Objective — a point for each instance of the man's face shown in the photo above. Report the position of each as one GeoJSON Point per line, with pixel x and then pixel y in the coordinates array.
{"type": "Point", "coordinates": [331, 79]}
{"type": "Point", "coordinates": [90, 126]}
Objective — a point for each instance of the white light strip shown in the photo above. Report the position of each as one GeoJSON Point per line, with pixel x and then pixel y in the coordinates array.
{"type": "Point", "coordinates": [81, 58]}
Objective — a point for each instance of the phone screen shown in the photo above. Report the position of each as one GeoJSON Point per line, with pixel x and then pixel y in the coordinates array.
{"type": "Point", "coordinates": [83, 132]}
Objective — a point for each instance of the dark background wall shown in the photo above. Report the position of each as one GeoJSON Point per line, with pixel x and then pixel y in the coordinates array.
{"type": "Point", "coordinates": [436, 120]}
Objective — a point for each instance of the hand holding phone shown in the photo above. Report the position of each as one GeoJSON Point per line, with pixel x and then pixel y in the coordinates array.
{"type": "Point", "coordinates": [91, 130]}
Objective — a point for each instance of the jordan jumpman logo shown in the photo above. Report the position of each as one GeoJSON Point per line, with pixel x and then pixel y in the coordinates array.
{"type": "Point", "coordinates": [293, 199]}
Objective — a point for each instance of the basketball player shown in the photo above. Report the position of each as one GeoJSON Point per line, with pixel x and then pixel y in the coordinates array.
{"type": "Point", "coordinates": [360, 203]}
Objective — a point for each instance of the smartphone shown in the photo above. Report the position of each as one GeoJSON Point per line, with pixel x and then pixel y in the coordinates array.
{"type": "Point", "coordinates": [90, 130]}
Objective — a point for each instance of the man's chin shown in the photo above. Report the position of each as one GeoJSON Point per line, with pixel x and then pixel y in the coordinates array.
______________________________
### [WHAT TO WORK ON]
Your answer must be the line with "Objective — a point for each instance of the dark" and all lines after it through the final line of the entries, copied exactly and with nothing added.

### [WRITTEN ANSWER]
Objective — a point for each instance of the dark background wall shown in the photo above. Report the position of each as one GeoJSON Point per line, with pixel x and then pixel y in the coordinates array.
{"type": "Point", "coordinates": [436, 120]}
Objective — a point for each instance of the hand holding phone shown in the photo above. Report the position of each as one GeoJSON Point per line, with pixel x and then pixel y in the coordinates array.
{"type": "Point", "coordinates": [91, 130]}
Objective — a point for each instance of the jordan jumpman logo shown in the photo above. Report the position of each as one GeoJSON Point per line, with pixel x and then pixel y in the coordinates array.
{"type": "Point", "coordinates": [293, 199]}
Objective — a point for each instance of the basketball player shown in the photo above. Report the position of each as one GeoJSON Point per line, with pixel x and then pixel y in the coordinates array.
{"type": "Point", "coordinates": [360, 203]}
Objective — a point for each instance of the smartphone shown in the photo above. Report the position of each as one GeoJSON Point per line, with pixel x and then pixel y in the coordinates array.
{"type": "Point", "coordinates": [90, 130]}
Objective — a point for each instance of the man's chin shown in the photo above. Report the position of each as one GeoJSON Point per line, with pixel x and then pixel y in the coordinates array.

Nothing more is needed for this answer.